Consegna A
In base al brano proposto sull'ecologismo, spiega perché un movimento che voglia davvero fermare la distruzione ambientale dovrebbe essere composto da persone disposte a seguire una dieta a base vegetale. Rispondi in una o due frasi.
Consegna B
Nella prima frase del brano proposto sull'ecologismo, un elenco tra parentesi indica chi ha causato la risposta negativa del pianeta. Riporta tutti i soggetti di quell'elenco.
Consegna C
Secondo il brano proposto sull'ecologismo, a quale tipo di ecologismo si può ricondurre l'appello al "Fridays for future"?

::: Brano proposto :::

Ciò che ci sta accadendo intorno parte da dentro di noi: siamo noi (individui, masse, società, istituzioni e sistema) ad aver causato l’ovvia risposta negativa del pianeta alle nostre attività, siamo pertanto noi (ogni singolo individuo che applica e perpetua un modello adottato o imposto) a dover fare autocritica e a dover comprendere che quanto fatto sino ad oggi è un tragico errore. Scendere in piazza è fondamentale, riprendersi il diritto di esprimere un parere in pubblico, di comunicare con gli altri, anche solo di incontrarsi fisicamente è importantissimo, ma limitarsi a pretendere che siano gli altri – “i potenti” come urlano gli studenti nei cortei – a dover rimediare a questo enorme macello (in senso letterale) in atto a cui tutti partecipiamo, è ipocrita, inaccettabile e inutile.
Se vogliamo un reale cambiamento di rotta, siamo noi per primi a doverlo mettere in pratica. I dati, gli studi ed i pareri in materia di impatto ecologico sono anni che li conosciamo, è ora di prendere atto del fatto che come appartenenti a questa società umana predatrice, non siamo compatibili con l’ecosistema terrestre, per tornare ad esserlo è necessario riconsiderare ogni nostra pratica quotidiana.
Volendo entrare nello specifico basterebbe pensare a quanto poco si sta parlando (e adottando) una dieta a base vegetale nell’ambito ecologista e tra chi scende in piazza per gli “scioperi globali”, eppure è stato ripetuto fino alla nausea che gli allevamenti sono i responsabili di ben il 51% dell’effetto serra generato dalle attività antropiche. Un movimento che realmente desiderasse bloccare questa tendenza suicida (e assassina) alla distruzione ambientale, dovrebbe essere composto da persone umane disposte a seguire una dieta a base vegetale e altri accorgimenti per diminuire il proprio impatto sugli altri, impegnandosi al contempo pubblicamente e socialmente. Ciò non è quanto sta accadendo – è del tutto evidente – ed anzi persistono le solite note e vergognose resistenze ecologiste che sfociano nella più conclamata incoerenza.
In generale è possibile affermare che l’appello al “Fridays for future” può essere inquadrato in un movimento che si rifà al classico e fallimentare ecologismo superficiale, ossia a una concezione antropocentrica di tutela degli ecosistemi, in quanto indispensabili alla sopravvivenza umana e funzionali alle nostre esigenze. E’ plausibile pensare che al punto in cui siamo giusti, non sia più possibile rimediare a quanto distrutto adottando nuovamente una visione antropocentrica e utilitarista del nostro rapporto con la Natura. Serve altro ben più radicale e “scomodo” per tutti noi.

::: Informazioni estratte :::

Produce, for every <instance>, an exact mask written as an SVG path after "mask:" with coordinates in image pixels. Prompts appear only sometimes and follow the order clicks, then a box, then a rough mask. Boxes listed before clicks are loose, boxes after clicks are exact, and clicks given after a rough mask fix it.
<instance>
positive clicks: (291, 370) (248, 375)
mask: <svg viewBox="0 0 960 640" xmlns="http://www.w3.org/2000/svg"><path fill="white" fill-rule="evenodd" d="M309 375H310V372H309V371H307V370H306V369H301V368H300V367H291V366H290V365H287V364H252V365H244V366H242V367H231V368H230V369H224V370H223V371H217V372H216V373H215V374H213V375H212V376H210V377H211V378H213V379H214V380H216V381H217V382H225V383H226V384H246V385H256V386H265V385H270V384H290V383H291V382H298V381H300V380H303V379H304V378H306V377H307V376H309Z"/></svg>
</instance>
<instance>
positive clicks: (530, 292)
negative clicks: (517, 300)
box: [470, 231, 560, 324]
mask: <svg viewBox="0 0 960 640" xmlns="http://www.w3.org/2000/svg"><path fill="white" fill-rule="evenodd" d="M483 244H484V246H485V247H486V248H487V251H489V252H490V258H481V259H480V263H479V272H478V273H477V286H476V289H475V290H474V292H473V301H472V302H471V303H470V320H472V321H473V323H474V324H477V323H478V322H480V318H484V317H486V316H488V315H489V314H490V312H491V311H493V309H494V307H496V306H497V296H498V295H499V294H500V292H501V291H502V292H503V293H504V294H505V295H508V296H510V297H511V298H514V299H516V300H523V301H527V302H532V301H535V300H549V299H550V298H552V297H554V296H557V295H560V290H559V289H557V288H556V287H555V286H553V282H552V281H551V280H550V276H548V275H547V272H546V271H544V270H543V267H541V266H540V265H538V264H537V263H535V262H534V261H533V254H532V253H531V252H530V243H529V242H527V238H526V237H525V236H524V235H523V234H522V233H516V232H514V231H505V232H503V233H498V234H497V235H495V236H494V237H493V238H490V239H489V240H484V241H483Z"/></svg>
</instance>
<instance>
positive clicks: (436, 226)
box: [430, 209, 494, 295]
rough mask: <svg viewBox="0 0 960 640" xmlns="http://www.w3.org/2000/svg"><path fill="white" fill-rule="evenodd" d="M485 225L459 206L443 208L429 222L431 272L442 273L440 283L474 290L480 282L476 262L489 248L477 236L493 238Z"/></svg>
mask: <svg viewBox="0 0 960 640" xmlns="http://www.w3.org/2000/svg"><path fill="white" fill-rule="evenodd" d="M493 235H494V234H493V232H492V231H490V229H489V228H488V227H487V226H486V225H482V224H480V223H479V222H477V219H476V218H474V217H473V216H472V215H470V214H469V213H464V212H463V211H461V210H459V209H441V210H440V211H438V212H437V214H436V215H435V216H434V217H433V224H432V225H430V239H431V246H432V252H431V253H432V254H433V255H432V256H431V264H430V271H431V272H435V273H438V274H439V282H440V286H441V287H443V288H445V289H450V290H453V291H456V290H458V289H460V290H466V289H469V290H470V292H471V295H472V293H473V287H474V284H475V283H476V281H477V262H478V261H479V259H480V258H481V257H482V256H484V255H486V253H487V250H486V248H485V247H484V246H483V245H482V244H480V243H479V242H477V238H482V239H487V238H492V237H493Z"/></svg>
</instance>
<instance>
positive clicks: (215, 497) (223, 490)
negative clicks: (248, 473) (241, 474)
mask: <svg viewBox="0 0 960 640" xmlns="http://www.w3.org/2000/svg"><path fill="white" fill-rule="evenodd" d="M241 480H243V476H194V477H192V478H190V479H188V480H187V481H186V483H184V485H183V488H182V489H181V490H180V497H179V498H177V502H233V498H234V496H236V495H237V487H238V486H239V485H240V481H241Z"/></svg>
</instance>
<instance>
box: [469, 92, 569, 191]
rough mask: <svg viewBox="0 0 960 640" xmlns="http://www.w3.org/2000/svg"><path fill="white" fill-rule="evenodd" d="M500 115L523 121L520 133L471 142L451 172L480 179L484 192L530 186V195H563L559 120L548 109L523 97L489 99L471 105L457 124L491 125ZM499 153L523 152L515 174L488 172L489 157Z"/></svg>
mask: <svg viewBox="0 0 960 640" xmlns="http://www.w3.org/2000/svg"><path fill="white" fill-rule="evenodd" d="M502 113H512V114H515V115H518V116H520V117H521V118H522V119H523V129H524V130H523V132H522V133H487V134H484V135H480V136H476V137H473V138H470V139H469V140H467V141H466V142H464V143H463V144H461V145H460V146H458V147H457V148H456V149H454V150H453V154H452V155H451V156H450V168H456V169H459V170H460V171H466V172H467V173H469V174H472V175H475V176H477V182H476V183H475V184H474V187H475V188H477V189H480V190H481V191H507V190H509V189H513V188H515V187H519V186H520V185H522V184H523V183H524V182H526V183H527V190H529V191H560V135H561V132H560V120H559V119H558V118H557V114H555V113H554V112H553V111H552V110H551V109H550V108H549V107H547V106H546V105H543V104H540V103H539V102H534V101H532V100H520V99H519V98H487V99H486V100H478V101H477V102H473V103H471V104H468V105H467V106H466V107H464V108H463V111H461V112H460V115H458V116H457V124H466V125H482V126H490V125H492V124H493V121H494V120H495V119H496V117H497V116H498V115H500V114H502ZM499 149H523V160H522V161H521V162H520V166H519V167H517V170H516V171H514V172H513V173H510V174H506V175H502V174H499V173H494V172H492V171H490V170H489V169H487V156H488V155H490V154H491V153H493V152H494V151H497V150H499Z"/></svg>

:::

Risposta scritta A
Secondo il brano, gli allevamenti sono responsabili del 51% dell'effetto serra generato dalle attività antropiche. Per questo chi vuole bloccare la distruzione ambientale dovrebbe ridurre il proprio impatto adottando una dieta a base vegetale, oltre a impegnarsi pubblicamente e socialmente.

Risposta scritta B
I soggetti elencati sono gli individui, le masse, la società, le istituzioni e il sistema.

Risposta scritta C
Il brano lo riconduce al classico e fallimentare ecologismo superficiale, cioè a una concezione antropocentrica della tutela degli ecosistemi.